SOURCE EXCERPT ▸
** Begin **
From: DA Morgan <damorgan_at_x.washington.edu>
Date: Fri, 31 Dec 2004 21:20:23 -0800
Message-ID: <41d631fa$1_2@127.0.0.1>


Richard Foote wrote:

> "Howard J. Rogers" <hjr_at_dizwell.com> wrote in message
> news:41d3480c$0$1084$afc38c87_at_news.optusnet.com.au...
>

>>Rick Denoire wrote:
>>[snip]
>>
>>
>>>That reminds me the "cache" option for tables, I also never understood
>>>how that could go well. Nowadays, Oracle discourages its use.
>>
>>No they don't. They say that it is unnecessary and less effective than the 
>>multiple buffer pools feature you seem not quite to grasp properly. CACHE 
>>was an attempt to keep large full table scans at the cold end of the LRU 
>>list, and thus prevent the warm half from being flushed out. Precisely 
>>what the RECYCLE pool does. Only the RECYCLE pool does the job more 
>>effectively and more certainly, because it's not trying to 'partition' a 
>>single LRU list, but has one all to itself.
>>

>
>
> Hi Howard
>
> Oh dear, I see little has changed since I last had a look here ...
>
> For someone who demands so much "precision" from others, it's been a while
> since I last read such *imprecise* contributions. Others have pointed out
> some of your errors and inconsistencies but if I can just go back to this
> little piece and clarify things a little for the benefit of Rick and others
> you've confused.
>
> CACHE was an attempt to keep FTS at the *hot end* of the LRU list, not the
> cold end, although as Jonathan has pointed out, Oracle no longer puts blocks
> at the "end". So the above is incorrect. The idea of "caching" something in
> memory is to "keep" something in memory and this is the purpose of the
> "KEEP" pool.
>
> So CACHE and KEEP kinda compliment each other (not CACHE and RECYCLE as
> incorrectly stated above) although blocks that are "CACHE"D have a rather
> hard time of staying cached due to the way Oracle's touch count mechanism
> discriminates against them. However blocks that are placed in the KEEP pool
> can remain cached with some assurance, *if* the size of the KEEP pool is
> larger than the sum of the size of all KEEP objects. The danger with the
> KEEP pool though is that you "keep" and allocate resources to an object that
> could be better utilised elsewhere.
>
> So yes Rick, you are correct and Howard was somewhat imprecise (dead wrong)
> in what he said above and in his earlier post to you regarding FTS wasting
> memory and pushing out blocks.
** End **
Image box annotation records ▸
** Begin **
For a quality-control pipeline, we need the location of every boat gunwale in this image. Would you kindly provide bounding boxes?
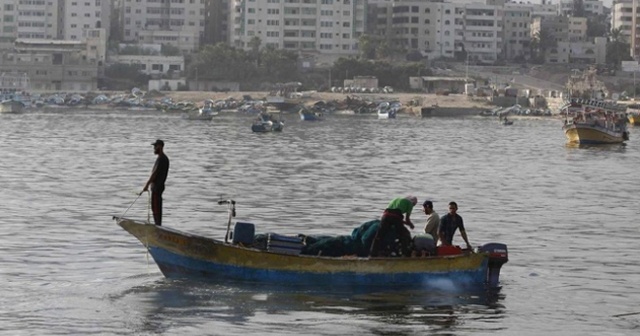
[114,217,489,273]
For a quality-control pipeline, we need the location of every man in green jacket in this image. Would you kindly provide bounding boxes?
[369,196,418,257]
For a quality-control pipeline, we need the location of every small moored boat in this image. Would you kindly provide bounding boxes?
[298,108,323,121]
[186,99,218,120]
[114,200,508,288]
[0,99,24,113]
[251,112,284,133]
** End **
TASKS ▸
1. Return the entries from the line containing "of every man" through the end of the records, both ends included, reproducing each line verbatim.
2. Carry the newsgroup post about Oracle's CACHE option and buffer pools further, picking up right after its final sentence.

EXPECTED RESULTS ▸
1.
For a quality-control pipeline, we need the location of every man in green jacket in this image. Would you kindly provide bounding boxes?
[369,196,418,257]
For a quality-control pipeline, we need the location of every small moored boat in this image. Would you kindly provide bounding boxes?
[298,108,323,121]
[186,99,218,120]
[114,200,508,288]
[0,99,24,113]
[251,112,284,133]

2.
>
> And Rick, just to clarify another error of Howard's, the purpose of the
> RECYCLE pool is not necessarily to deal with FTSs. Large FTS are already
> dealt with rather efficiently in the DEFAULT pool by placing blocks on the
> least (cold) recently used end of the LRU list to be quickly reused. As
> such, they cause minimal disruption. Also remember a table that's read via
> FTSs could also be read via an index by another process, assessing blocks
> that could benefit from caching. However, if you have very large, *randomly*
> accessed tables (via index access), where the likelihood of two separate
> processes requiring the same block is extremely minimal, then here we have a
> scenario where a block has been inserted in the middle of the LRU list and
> will "waste" a memory buffer or two while it slowly migrates and floats
> itself to the end of the LRU list to be finally reused. Multiply such blocks
> out by an (un)healthy sum, and we may prematurely push out other more useful
> blocks before their touch counts can increment sufficiently.
>
> For the RECYCLE pool therefore, the best candidates are large, randomly
> access tables where blocks are unlikely to be reused by other processes,
> *not* simply FTS tables as is often stated by Howard and others.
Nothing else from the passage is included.